TASK ITEM ▸ Set down the data that follows, exactly and completely.

[DATA SUPPLIED Boundary: Start]

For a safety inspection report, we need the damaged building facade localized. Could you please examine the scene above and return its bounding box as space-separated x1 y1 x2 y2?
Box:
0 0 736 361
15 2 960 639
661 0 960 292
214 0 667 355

[DATA SUPPLIED Boundary: End]

SOLUTION TO THIS EXERCISE ▸
For a safety inspection report, we need the damaged building facade localized. Could you please examine the scene above and return its bounding box as space-separated x1 y1 x2 y2?
Box:
0 0 736 361
15 2 960 639
661 0 960 292
214 0 667 355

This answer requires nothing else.